→ SET TASK: Reproduce every line of the entries below verbatim, omitting the pictures from your output.

— Begin —

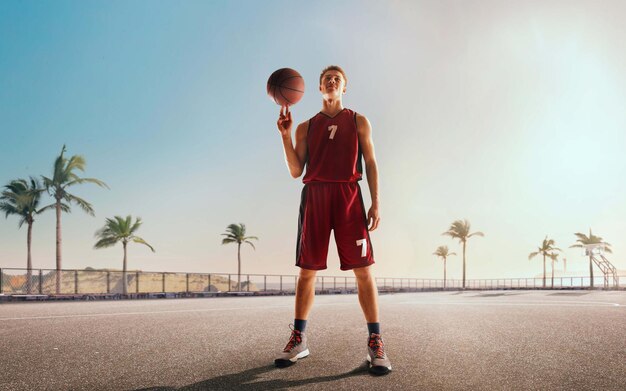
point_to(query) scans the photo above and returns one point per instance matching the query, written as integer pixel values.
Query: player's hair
(334, 68)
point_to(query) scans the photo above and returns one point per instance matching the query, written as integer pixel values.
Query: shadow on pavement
(246, 380)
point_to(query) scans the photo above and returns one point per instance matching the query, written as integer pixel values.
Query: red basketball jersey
(334, 153)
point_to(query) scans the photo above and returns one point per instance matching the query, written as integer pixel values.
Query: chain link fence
(15, 281)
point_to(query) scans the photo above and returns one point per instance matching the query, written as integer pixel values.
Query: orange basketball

— End —

→ SOLUTION FOR THIS TASK:
point_to(query) scans the photo above and returns one point per instance matching the query, written as integer pixel values.
Query: player's hair
(334, 68)
point_to(query) scans the photo above and returns one point per instance matching the query, written as integer pixel values.
Query: shadow on pavement
(246, 380)
point_to(query) scans the photo above and returns one point per instance matching the query, written as integer pixel values.
Query: red basketball jersey
(334, 153)
point_to(query) scans the photo above and returns one point per instance matching the query, written as integer pixel values.
Query: chain link fence
(15, 281)
point_to(query) scans the photo above and returns one point per instance matching the query, written as integer pixel values.
Query: orange basketball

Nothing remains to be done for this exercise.